_练习说明_. 请把下方清单中从含有“foliage. Provide the bounding box for each.”的那一行开始、一直到含有“[389,208,411,319]”的那一行为止的各行（首尾两行都算在内）整理成 Markdown 表格，空行不计。表格设“序号”和“内容”两列，每行填入行序号和该行文字。

_所给条目_.
______________________________
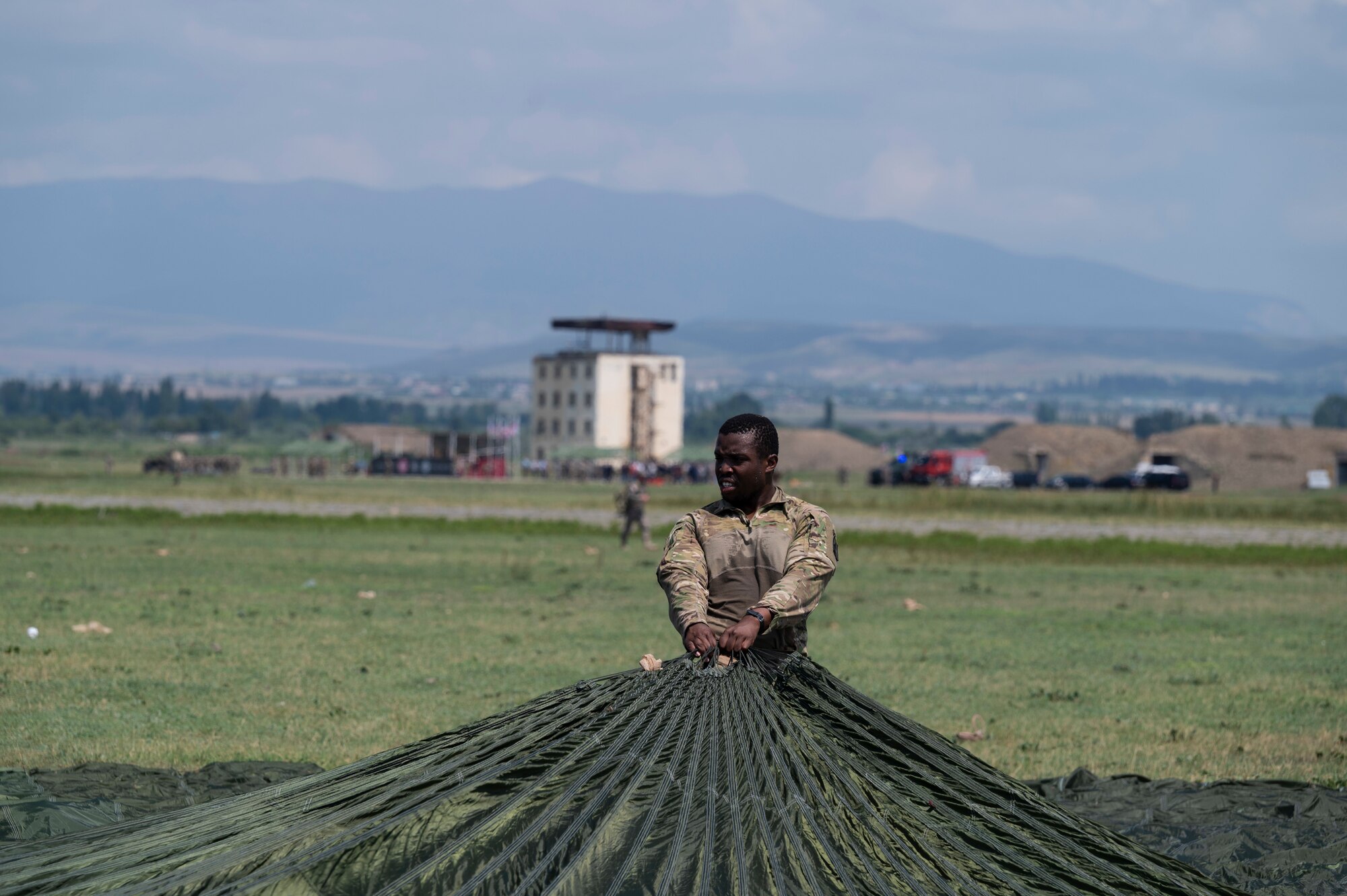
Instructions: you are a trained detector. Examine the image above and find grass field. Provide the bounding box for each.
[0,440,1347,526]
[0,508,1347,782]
______________________________
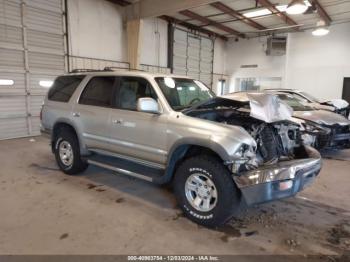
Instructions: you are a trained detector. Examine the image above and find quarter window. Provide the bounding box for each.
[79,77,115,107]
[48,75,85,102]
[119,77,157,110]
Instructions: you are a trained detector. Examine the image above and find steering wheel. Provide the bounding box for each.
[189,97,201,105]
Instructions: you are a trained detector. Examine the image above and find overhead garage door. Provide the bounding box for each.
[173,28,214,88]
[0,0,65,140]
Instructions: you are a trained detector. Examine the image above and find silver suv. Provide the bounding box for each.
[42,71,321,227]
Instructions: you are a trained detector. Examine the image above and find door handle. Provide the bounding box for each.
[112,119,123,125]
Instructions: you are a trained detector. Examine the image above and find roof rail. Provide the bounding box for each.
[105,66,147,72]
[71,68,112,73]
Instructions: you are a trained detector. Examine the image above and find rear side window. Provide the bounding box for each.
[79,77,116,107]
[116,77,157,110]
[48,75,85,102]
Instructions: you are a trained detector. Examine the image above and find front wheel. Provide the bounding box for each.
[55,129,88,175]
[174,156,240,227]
______________________________
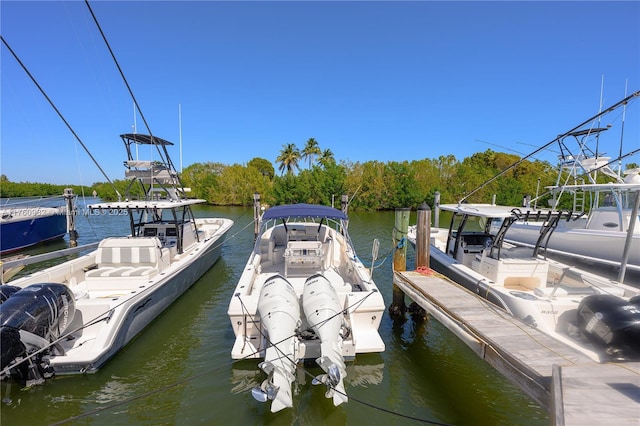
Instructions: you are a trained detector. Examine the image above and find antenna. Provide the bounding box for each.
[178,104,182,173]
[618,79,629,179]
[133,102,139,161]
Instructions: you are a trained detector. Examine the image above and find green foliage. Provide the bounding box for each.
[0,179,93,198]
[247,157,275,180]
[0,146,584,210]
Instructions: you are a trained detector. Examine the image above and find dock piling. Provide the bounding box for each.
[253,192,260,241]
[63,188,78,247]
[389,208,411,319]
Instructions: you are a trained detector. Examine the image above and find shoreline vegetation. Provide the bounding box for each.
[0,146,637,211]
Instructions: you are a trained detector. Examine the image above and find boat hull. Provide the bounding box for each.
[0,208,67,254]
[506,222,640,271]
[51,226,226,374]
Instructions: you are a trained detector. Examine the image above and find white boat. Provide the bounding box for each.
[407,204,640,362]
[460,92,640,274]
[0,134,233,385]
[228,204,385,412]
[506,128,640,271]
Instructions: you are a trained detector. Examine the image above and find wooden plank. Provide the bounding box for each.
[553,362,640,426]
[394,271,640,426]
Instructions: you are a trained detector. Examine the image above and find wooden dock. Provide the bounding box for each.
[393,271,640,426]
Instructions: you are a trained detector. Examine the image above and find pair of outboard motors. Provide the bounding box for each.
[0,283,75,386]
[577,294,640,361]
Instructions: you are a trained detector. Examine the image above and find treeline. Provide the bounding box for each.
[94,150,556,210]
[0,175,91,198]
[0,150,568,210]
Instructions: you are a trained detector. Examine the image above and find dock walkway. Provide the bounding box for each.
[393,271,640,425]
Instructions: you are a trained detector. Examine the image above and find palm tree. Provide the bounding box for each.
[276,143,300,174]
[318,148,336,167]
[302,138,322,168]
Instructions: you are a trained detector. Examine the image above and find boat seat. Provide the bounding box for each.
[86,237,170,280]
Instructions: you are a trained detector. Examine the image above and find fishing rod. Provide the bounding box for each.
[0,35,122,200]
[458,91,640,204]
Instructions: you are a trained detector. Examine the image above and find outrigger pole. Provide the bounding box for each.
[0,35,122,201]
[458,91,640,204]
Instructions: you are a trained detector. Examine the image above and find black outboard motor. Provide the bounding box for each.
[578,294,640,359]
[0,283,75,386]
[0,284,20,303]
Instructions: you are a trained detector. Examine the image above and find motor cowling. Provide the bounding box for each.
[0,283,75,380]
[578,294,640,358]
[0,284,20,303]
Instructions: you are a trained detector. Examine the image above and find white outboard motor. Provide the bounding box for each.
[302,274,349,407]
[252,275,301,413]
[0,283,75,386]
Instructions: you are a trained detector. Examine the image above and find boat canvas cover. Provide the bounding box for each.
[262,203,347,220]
______________________________
_结果_.
| 序号 | 内容 |
|---|---|
| 1 | Instructions: you are a trained detector. Examine the image above and find green foliage. Provide the bounding box for each. |
| 2 | [0,179,93,198] |
| 3 | [247,157,275,180] |
| 4 | [0,146,584,210] |
| 5 | Instructions: you are a trained detector. Examine the image above and find dock piling. Provide the bounding box for each. |
| 6 | [253,192,260,241] |
| 7 | [63,188,78,247] |
| 8 | [389,208,411,319] |